● How to complete this task
Set down each line of the data below exactly as it stands, dropping the pictures.

● Data extracts
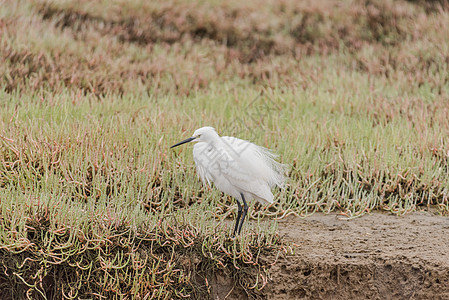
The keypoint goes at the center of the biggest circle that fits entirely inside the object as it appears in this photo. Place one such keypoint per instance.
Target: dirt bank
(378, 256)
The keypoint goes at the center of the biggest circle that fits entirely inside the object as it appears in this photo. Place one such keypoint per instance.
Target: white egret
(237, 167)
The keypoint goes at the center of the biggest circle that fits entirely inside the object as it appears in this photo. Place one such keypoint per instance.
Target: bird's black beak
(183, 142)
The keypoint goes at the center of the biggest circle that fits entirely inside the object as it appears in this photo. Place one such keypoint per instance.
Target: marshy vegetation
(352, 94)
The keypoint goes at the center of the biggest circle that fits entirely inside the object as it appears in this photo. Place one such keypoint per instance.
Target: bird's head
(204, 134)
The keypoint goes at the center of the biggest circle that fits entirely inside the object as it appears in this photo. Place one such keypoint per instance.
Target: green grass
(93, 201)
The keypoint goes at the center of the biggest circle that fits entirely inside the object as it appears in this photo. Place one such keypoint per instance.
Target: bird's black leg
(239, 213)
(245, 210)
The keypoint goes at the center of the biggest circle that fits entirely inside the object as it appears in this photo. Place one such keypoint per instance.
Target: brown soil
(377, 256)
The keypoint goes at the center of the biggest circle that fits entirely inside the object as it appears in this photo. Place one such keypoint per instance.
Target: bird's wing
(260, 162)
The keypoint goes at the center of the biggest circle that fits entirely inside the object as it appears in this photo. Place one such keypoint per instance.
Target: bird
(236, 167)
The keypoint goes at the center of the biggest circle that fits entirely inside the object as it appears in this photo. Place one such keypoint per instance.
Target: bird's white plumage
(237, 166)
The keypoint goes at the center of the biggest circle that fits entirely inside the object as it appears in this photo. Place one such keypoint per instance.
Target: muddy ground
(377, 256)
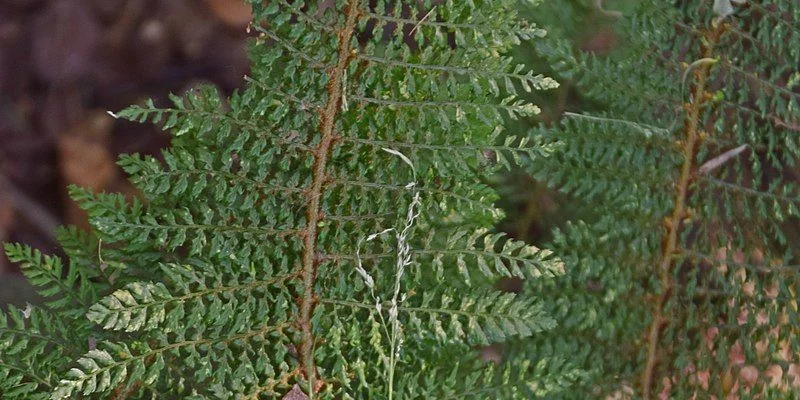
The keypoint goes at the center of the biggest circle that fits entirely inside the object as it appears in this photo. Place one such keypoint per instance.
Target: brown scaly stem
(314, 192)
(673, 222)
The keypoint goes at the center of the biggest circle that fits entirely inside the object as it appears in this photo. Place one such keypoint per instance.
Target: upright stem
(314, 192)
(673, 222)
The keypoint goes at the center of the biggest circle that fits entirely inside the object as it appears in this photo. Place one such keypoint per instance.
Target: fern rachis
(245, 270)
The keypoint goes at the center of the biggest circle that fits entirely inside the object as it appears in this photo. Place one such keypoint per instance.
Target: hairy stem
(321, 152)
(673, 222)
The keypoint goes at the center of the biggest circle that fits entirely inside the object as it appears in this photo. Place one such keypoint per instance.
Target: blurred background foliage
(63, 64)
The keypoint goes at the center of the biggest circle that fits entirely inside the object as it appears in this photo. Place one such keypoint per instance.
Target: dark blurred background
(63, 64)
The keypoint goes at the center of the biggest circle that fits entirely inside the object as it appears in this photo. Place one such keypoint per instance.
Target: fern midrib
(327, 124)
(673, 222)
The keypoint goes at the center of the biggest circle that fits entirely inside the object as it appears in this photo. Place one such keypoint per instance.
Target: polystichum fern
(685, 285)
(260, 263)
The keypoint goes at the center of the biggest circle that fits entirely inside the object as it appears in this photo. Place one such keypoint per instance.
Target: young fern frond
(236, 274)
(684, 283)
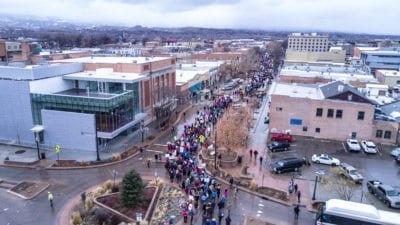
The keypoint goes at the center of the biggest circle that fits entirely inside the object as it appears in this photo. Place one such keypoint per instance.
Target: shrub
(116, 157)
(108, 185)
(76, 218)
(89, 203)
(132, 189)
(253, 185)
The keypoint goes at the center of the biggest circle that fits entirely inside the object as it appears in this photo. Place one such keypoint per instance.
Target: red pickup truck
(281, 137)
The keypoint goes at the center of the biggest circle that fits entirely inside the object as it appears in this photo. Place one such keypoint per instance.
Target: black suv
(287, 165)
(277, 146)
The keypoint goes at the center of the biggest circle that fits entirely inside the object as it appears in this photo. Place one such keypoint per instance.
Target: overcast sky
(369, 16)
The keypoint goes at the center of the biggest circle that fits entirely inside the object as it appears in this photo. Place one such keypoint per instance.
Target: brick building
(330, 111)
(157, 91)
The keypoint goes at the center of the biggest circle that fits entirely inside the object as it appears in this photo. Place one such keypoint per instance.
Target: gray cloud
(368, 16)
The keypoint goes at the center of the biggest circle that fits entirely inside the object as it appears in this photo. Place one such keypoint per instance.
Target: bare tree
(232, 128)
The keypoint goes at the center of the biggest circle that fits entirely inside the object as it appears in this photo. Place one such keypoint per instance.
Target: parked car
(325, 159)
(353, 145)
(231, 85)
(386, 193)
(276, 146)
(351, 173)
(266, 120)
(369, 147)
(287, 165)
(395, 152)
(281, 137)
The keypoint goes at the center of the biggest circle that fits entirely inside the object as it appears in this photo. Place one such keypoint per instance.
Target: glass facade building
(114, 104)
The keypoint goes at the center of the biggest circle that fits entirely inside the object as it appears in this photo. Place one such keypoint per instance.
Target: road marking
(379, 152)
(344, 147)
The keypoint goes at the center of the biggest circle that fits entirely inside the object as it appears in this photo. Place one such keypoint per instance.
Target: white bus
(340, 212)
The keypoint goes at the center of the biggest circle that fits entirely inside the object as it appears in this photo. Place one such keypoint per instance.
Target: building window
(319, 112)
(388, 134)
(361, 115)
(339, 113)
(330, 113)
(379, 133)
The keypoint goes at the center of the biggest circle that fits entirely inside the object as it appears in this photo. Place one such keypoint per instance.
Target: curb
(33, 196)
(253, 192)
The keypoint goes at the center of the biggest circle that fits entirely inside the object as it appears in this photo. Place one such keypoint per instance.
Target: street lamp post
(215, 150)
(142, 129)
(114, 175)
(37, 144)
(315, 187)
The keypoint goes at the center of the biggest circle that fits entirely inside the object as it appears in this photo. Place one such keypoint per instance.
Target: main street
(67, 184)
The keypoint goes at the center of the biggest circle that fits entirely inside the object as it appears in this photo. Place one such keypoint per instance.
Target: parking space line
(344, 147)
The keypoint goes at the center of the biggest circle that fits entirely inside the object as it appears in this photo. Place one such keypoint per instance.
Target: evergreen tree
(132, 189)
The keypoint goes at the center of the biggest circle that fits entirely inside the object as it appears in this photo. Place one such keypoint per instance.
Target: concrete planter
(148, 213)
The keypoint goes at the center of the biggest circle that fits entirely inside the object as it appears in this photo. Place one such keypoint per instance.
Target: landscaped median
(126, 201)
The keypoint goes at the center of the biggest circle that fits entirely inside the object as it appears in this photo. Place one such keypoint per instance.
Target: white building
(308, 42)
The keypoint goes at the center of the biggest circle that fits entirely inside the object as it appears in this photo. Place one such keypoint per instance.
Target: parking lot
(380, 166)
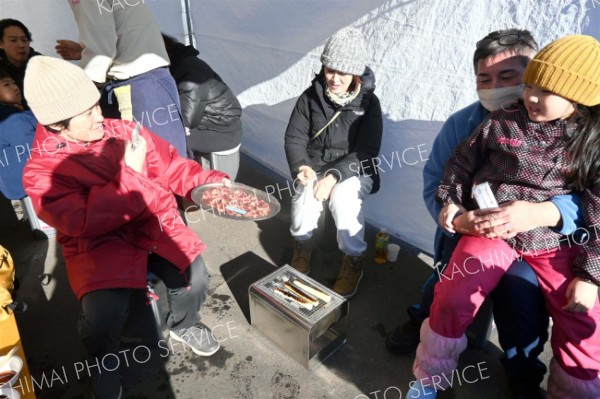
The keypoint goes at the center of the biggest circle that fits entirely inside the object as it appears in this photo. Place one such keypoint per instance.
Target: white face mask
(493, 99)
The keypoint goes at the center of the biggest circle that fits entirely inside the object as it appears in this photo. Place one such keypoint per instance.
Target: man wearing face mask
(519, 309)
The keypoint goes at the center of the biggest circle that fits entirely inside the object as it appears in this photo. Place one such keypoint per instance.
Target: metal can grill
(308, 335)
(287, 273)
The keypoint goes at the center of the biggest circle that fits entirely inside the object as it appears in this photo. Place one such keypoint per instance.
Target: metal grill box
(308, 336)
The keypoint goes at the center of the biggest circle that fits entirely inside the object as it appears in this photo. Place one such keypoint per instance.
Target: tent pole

● Solution to this problem
The keypoint goes at the center of the biggest circle that fits entirely inside the object as it appears in this photo. Place one such keypoint per instance.
Target: dirt bank
(378, 256)
The keypoint goes at the center of the biggest circle that fits entirely inside the object as it appears in this photo. Place one such keypoint per instance.
Target: white egret
(237, 167)
The keypoint goes at the center of the biggest circle that fits entirely inside the object as it appears in this photo. Place one such keypoint per instance.
Target: bird's black beak
(183, 142)
The keypoint goes at the center of the biggest circle that fits entirely inside the object as it appears in this photo. Place one such keypoint per instance.
Target: marshy vegetation
(352, 94)
The keypoint goes at the center of the biggest circle that fits entirely inside the object as it appears in this photo. Place one such keypoint per instance.
Target: bird's head
(204, 134)
The keypoint goes at the center of the biggest circle that fits entirely inside the object as it appears in this photo. Place one such keypoint per instance.
Target: green grass
(93, 201)
The keypoint goes at the center of the biggest circle that fits entirely inside the object as it appears in this photo. Place one such keypoint per instance.
Target: bird's black leg
(239, 213)
(245, 210)
The keypoint goes at the center of the biggest circle that fits entirely inside the object as it appears in this photo. Place one such keypoint per instance.
Target: brown soil
(377, 256)
The keypoint goes at the center of the biggest circle that fits entirely inside the object as it appears in this photo. Place one such keypoint per instance.
Target: bird's wing
(260, 162)
The keypoint goes at the center of the biggest circle that fits entirely inside the object as it appears in this photo. Place one such keypoint per instance.
Target: bird
(236, 167)
The keypoint goes at the center of the biggest circle that fits entirely inside the object as it appears in this photo. Place one such keypoint per instance.
Target: bird's white plumage
(237, 166)
The keypoint goes at the center of the biggest circle that fits entirely inside the object as it appears in this photo. Place one such keypoint per instance.
Target: muddy ground
(377, 256)
The keypoint goes at the center of the biggest circle that fits entirely inside the object as it appears in this photo. Place one such keypoint per instance.
Target: brown scaly stem
(314, 192)
(673, 222)
The keypoint goes at the center of the biggest circle that fits entirely inside the object as it appears in this photo. Place one such keypoint per instance.
Target: upright stem
(314, 192)
(673, 222)
The keypoint goes at the center of the biggest circle that fits entirely inside the object as it appears in this photo. Place one such keypoint per instance.
Target: fern rachis
(245, 270)
The keypoint goes at the center of the biggest circle that fits entirely inside the object as it appears in this photo. Place one such keypoint per instance.
Target: hairy stem
(321, 152)
(673, 222)
The keypoint goes at the center of the biggest circle that fits entirely inside the object as it appears in this photo. Place one such keypoint per instance.
Target: blurred background foliage
(63, 64)
The keypoint goes at the center of the biggest circle that fits entirely inside the object as it appears in this photo. Place one such keypoint per instance.
Target: dark blurred background
(63, 64)
The keypoint goes at the center of the biggest circle that fits entirely inside the object as it appears in this photo. Place one such keypoint per instance.
Target: fern midrib
(327, 124)
(673, 222)
The keypoint goes at the center of the biggest circle that fits entirely inside the object as it appears in this photo. Place one such keypoint per instance.
Target: polystichum fern
(685, 285)
(260, 263)
The keypoint goes at the center of the biggest circle that fits entirely inside the object as it appears in this photo. Place one such keypoint per instance.
Target: young fern frond
(236, 274)
(684, 283)
The keypoint goes at the center of the biggest circle that fits entirely inside the object as it appears in this photo. Place one such keypoint per instance.
Target: shrub
(116, 157)
(108, 185)
(76, 218)
(89, 203)
(132, 189)
(253, 185)
The keypoint goes at the center of the biggest circle that fits entirely inside the object as it appears in this photo. Place one such keypoint per instance.
Target: red pickup truck
(281, 137)
The keypoint goes at the center of the biggest circle that fits entirely inside the object as it appears in this photo. Place one such keypoint per instance.
Target: black suv
(287, 165)
(277, 146)
The keypoint goes at the center of the biggest circle that fits entirely inside the object as it appears in this photo. Place one such keypoint per instance.
Target: overcast sky
(369, 16)
The keypoint goes at the center of the biggest circle that fits entirely inside the object as it appears in this photo. Place one such keypoint per instance.
Target: brick building
(330, 111)
(157, 91)
The keypoint goes at the center of the biggest circle that fits entirely inside the object as it appears in this photo. Place one such keypoint per instance.
Target: gray cloud
(368, 16)
The keypoint goes at the center of the biggest circle that fits entirely inside the object as it appears in this photo. Place one such keypoint per instance.
Target: bare tree
(232, 128)
The keypoint goes at the center of the biggest circle that fits entirely inside the object as it appears in this photo. Place one such keypoint per instance.
Target: parked car
(325, 159)
(353, 145)
(231, 85)
(386, 193)
(276, 146)
(351, 173)
(266, 120)
(369, 147)
(287, 165)
(395, 152)
(281, 137)
The keypoint goes at the center of the biggest circle that fits entirely inside the object as it appears in this photo. Place one such keypoint per instance.
Target: glass facade building
(114, 104)
The keypoint goes at the center of the biggest circle that fits entirely inside the object as it appears in this photo. Place one such keypoint per instance.
Target: road marking
(379, 152)
(344, 147)
The keypoint goes at the center of the biggest circle that fits entirely inside the object as it appears in this photo. Place one such keypoint per instance.
Target: white bus
(340, 212)
The keypoint goes at the center of the biggest circle that fits entirely inside the object as it appears in this photo. Place one such keypoint per instance.
Target: building window
(319, 112)
(388, 134)
(361, 115)
(339, 113)
(330, 113)
(379, 133)
The keypoint goes at the center of the biggest circle that fits entirely inside the object as it appears in this photo. Place one such keypoint per instance.
Target: curb
(33, 196)
(253, 192)
The keypoint goes at the center of the biggest circle that fits entirely inside the object as it appears in this photo. Place one such keypoint per instance.
Target: street lamp post
(215, 150)
(142, 129)
(114, 175)
(37, 144)
(315, 187)
The keypoint goes at the center of the biggest circle that fits entirely inside the object as it appears in this photo. Place one such keypoint per instance.
Target: main street
(67, 184)
The keypoint goes at the center of the biggest circle that fits entirely inside the object as it appears in this photo. Place one such keypoint per instance.
Target: parking space line
(344, 147)
The keypoint goes at the center of the biggest circle that fits entirely inside the object as it appears in this photo. Place one such keypoint per instance.
Target: evergreen tree
(132, 189)
The keypoint goes at the center of the biggest circle that fits entirely inside the object as it appears in this photo. Place one such keypoint per instance.
Target: concrete planter
(148, 213)
The keypoint goes at the center of the biggest circle that fits entirely inside the object as it appears in this photo. Place one such keypoint per instance.
Target: landscaped median
(126, 201)
The keypoint goes at the center of the biggest circle that fits entirely inside the object as it appears in this photo. Place one such keypoint per instance.
Target: white building
(308, 42)
The keypoint goes at the center of the biggest circle that fits entirely inside the object as it appears in this photo. Place one such keypoint per instance.
Target: parking lot
(380, 166)
The keypoint goes at the center of the biggest circle that fits entirely inside the object as it appears in this photo. Place one such keypoint per instance.
Target: white face mask
(493, 99)
The keypoint goes at the center of the biggest circle that fits entirely inside the object as it appears in this photo. Place one such keypoint per instance.
Target: man wearing face mask
(519, 309)
The keypoint goes at the center of the biggest circle that fits entirely inside the object as it appears in this photo. Place one such keypoint per instance.
Target: metal can grill
(308, 335)
(287, 273)
The keypoint goes at the center of the biggest circle that fits entirely inside the object as it appears in this photo. Place one such keypoint per instance.
Target: metal grill box
(308, 336)
The keypoint goes at the center of the biggest circle that fits entirely inside the object as it appears in this photo. Place one such keypoint per instance.
Target: tent pole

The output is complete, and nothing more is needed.